**Dataset rows**:
= = = = = = =
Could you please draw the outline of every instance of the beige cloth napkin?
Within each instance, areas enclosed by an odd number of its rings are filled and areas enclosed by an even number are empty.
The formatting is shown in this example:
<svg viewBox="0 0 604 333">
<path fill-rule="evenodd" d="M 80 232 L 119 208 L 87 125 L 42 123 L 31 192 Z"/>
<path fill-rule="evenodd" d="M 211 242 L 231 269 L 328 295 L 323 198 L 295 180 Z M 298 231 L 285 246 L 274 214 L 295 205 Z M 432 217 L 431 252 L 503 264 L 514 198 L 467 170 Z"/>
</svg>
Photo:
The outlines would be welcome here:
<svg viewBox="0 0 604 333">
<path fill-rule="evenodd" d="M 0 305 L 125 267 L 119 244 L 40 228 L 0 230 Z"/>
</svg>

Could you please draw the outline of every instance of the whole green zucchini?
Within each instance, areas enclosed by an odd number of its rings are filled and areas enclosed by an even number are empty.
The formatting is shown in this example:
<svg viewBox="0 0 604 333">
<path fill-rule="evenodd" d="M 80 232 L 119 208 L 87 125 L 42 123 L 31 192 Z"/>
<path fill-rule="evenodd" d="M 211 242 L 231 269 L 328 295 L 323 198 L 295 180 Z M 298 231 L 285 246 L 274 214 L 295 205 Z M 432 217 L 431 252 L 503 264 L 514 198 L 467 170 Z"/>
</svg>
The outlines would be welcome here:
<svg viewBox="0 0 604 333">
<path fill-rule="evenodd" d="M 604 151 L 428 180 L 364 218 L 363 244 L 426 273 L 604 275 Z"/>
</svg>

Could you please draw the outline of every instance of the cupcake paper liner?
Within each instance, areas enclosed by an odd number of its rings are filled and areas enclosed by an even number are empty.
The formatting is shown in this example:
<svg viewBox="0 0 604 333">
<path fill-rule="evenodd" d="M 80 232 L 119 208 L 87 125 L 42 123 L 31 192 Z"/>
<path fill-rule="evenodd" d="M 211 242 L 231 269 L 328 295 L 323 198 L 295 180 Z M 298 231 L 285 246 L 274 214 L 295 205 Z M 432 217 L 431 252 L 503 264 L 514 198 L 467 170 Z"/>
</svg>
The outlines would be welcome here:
= = = = = = =
Format every line of the entries above as a JSON list of strings, one string per line, omitting blank lines.

[
  "Could you please draw the outline of every instance of the beige cloth napkin?",
  "Within each instance, areas enclosed by an odd number of its rings are filled and areas enclosed by an even number are empty.",
  "The formatting is shown in this example:",
  "<svg viewBox=\"0 0 604 333\">",
  "<path fill-rule=\"evenodd\" d=\"M 80 232 L 119 208 L 87 125 L 42 123 L 31 192 Z\"/>",
  "<path fill-rule=\"evenodd\" d=\"M 211 242 L 231 269 L 328 295 L 323 198 L 295 180 Z M 298 231 L 285 246 L 274 214 L 295 205 Z M 432 217 L 431 252 L 503 264 L 514 198 L 467 170 Z\"/>",
  "</svg>",
  "Photo:",
  "The outlines would be welcome here:",
  "<svg viewBox=\"0 0 604 333\">",
  "<path fill-rule=\"evenodd\" d=\"M 0 305 L 125 267 L 119 244 L 40 228 L 0 230 Z\"/>",
  "</svg>",
  "Could you please draw the outline of every instance of the whole green zucchini?",
  "Within each instance, areas enclosed by an odd number of its rings are filled and areas enclosed by an even number are empty.",
  "The formatting is shown in this example:",
  "<svg viewBox=\"0 0 604 333\">",
  "<path fill-rule=\"evenodd\" d=\"M 80 232 L 119 208 L 87 125 L 42 123 L 31 192 Z\"/>",
  "<path fill-rule=\"evenodd\" d=\"M 211 242 L 231 269 L 328 295 L 323 198 L 295 180 Z M 298 231 L 285 246 L 274 214 L 295 205 Z M 432 217 L 431 252 L 503 264 L 514 198 L 467 170 Z\"/>",
  "</svg>",
  "The outlines would be welcome here:",
  "<svg viewBox=\"0 0 604 333\">",
  "<path fill-rule=\"evenodd\" d=\"M 604 151 L 428 180 L 364 218 L 363 244 L 426 273 L 604 275 Z\"/>",
  "</svg>",
  "Could you please draw the outline of every instance of the cupcake paper liner?",
  "Within each instance, areas enclosed by an odd number of its rings are filled and areas enclosed by an even number are empty.",
  "The formatting is shown in this example:",
  "<svg viewBox=\"0 0 604 333\">",
  "<path fill-rule=\"evenodd\" d=\"M 80 232 L 119 208 L 87 125 L 42 123 L 31 192 Z\"/>",
  "<path fill-rule=\"evenodd\" d=\"M 211 242 L 231 269 L 328 295 L 323 198 L 295 180 Z M 298 231 L 285 246 L 274 214 L 295 205 Z M 432 217 L 431 252 L 503 264 L 514 198 L 467 170 Z\"/>",
  "</svg>",
  "The outlines would be welcome here:"
]